[Excerpts of pointing data]
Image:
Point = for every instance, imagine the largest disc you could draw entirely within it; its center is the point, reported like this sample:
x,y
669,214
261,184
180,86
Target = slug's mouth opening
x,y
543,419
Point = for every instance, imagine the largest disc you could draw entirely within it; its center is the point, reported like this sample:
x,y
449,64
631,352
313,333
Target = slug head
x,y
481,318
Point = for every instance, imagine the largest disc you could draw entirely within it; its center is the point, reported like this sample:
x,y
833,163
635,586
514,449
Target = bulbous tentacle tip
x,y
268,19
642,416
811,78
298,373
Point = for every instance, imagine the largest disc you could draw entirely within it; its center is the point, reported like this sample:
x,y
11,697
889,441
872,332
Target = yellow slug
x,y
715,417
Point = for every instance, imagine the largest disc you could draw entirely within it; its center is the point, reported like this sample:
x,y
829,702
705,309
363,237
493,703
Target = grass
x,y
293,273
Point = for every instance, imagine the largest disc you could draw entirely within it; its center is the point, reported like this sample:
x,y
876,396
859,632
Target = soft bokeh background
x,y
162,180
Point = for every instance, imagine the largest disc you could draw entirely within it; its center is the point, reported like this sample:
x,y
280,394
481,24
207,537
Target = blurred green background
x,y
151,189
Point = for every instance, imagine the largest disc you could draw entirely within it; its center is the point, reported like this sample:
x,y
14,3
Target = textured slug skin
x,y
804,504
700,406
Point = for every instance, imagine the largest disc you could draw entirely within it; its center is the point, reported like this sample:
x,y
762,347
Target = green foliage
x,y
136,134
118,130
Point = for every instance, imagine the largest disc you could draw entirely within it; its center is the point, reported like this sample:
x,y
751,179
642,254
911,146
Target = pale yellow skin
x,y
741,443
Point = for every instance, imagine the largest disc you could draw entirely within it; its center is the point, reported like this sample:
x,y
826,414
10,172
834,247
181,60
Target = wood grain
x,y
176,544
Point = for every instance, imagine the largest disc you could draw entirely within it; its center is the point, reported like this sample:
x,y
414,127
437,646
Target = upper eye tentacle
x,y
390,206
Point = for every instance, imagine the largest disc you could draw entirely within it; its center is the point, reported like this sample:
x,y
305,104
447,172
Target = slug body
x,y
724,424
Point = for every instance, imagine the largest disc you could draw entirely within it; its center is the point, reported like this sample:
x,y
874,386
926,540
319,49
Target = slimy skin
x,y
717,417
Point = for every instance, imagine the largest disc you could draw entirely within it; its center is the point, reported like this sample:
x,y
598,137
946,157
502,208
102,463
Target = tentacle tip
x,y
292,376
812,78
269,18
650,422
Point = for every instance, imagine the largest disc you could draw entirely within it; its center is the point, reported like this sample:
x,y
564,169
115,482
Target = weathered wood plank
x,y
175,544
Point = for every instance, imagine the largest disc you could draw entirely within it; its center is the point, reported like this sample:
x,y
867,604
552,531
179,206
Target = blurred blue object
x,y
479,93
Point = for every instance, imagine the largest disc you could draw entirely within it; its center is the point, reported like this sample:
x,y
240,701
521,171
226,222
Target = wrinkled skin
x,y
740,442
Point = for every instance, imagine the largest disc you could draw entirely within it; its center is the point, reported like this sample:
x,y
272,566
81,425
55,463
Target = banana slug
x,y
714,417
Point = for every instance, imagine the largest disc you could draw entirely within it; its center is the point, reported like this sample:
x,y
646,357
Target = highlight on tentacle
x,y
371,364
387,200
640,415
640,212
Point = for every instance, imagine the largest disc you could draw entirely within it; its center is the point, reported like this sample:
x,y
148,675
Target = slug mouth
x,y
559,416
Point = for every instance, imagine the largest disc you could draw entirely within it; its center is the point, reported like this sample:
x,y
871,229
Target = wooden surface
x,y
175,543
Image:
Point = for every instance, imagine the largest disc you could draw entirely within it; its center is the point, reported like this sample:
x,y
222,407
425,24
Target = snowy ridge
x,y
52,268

• [THE TASK]:
Exact output of every entry is required.

• [WRITTEN SOLUTION]:
Image:
Point = for every instance, imagine the largest disc you could draw entirely within it; its center is the point, reported like this sample:
x,y
669,214
261,184
180,86
Target = slug's mouth opening
x,y
543,419
Point = for every instance, imagine the largest disc you could draw entirely within it; its center is the point, reported like this sample:
x,y
449,64
631,352
313,333
Target = slug head
x,y
481,318
Point = for every instance, imagine the largest disc you could draw entirely within it; its center is the point, reported like this sample:
x,y
833,163
635,586
514,449
Target = bulbous tentacle tip
x,y
268,19
642,416
811,78
298,373
Point = for every instance, imagine the largest disc you could draw entirely within it; its center is the point, reported like this sample:
x,y
11,697
889,441
872,332
Target = yellow slug
x,y
715,417
Point = for every instance, imagine the largest disc you could draw entirely within it; its center is the point, reported like this sample:
x,y
829,702
705,309
363,237
493,703
Target = grass
x,y
293,273
Point = for every instance, imagine the largest disc you could draw entirely within it; its center is the point, reported like this sample:
x,y
876,396
859,632
Target = soft bokeh background
x,y
162,180
Point = for every instance, imagine the largest disc you could draw entirely within it; its center is the point, reported like this sample:
x,y
280,394
481,24
207,537
Target = blurred green background
x,y
151,189
Point = for every instance, imagine the largest disc you could draw entirely within it; its center is the point, reported like this sample:
x,y
14,3
Target = textured slug skin
x,y
804,504
700,406
Point = for every instance, imagine the largest disc you could draw entirely within it; its center is the point, reported like this sample:
x,y
762,347
Target = green foliage
x,y
136,134
118,130
Point = for every instance, imagine the largest disc you could draw entirely within it; its center is the point, reported like this sample:
x,y
751,179
642,254
911,146
Target = pale yellow skin
x,y
741,443
Point = for every instance, imagine the largest disc you could draw entirely within it; its center is the point, reported like this sample:
x,y
826,414
10,172
834,247
181,60
Target = wood grain
x,y
176,544
Point = for every instance, imagine the largest disc you could draw entirely within it; its center is the point, reported like this sample:
x,y
414,127
437,646
Target = upper eye tentacle
x,y
390,206
Point = for every instance, imagine the largest disc you could draw entirely within it; its center is the point, reported like this sample:
x,y
305,104
447,172
Target = slug body
x,y
724,424
Point = for every instance, imagine the largest disc you could draw entirely within it; its center is the point, reported like this sample:
x,y
874,386
926,540
319,49
Target = slimy skin
x,y
717,417
Point = for every instance, imagine the largest disc you could draw entirely within it; its center is the point, reported like this sample:
x,y
598,137
946,157
502,208
102,463
Target = tentacle tip
x,y
292,376
812,78
269,18
650,422
Point = for every instance, imagine the largest disc you could draw entirely within it; its center is the point, reported like this sample:
x,y
564,169
115,482
Target = weathered wood plank
x,y
175,544
Point = for every instance, imagine the largest disc you could draw entirely within it; its center is the point, reported like this sample:
x,y
867,604
552,531
179,206
Target = blurred blue object
x,y
479,93
Point = for every instance, imagine the largest disc you could draw entirely within it; its center is the point, reported like this sample:
x,y
240,701
521,171
226,222
Target = wrinkled skin
x,y
740,442
Point = for every instance, imagine the largest disc you could draw entirely within it; its center is the point, reported like this sample:
x,y
272,566
81,425
55,463
Target = banana slug
x,y
714,417
Point = for every instance, imagine the largest disc you could draw entirely within it; its center is the point, reported like this sample:
x,y
646,357
Target = highlight on tentacle
x,y
371,364
387,200
640,415
640,212
Point = for every instance, imagine the largest disc you could draw entirely within it; its center is the point, reported like this sample:
x,y
148,675
Target = slug mouth
x,y
559,416
Point = for every instance, imagine the largest disc you could draw entirely within it; its center is the point, reported like this sample:
x,y
871,229
Target = wooden surface
x,y
175,543
Image:
Point = for every instance, imagine the largest disc you could draw entirely within it; its center is the point, reported like this sample:
x,y
222,407
425,24
Target = snowy ridge
x,y
52,268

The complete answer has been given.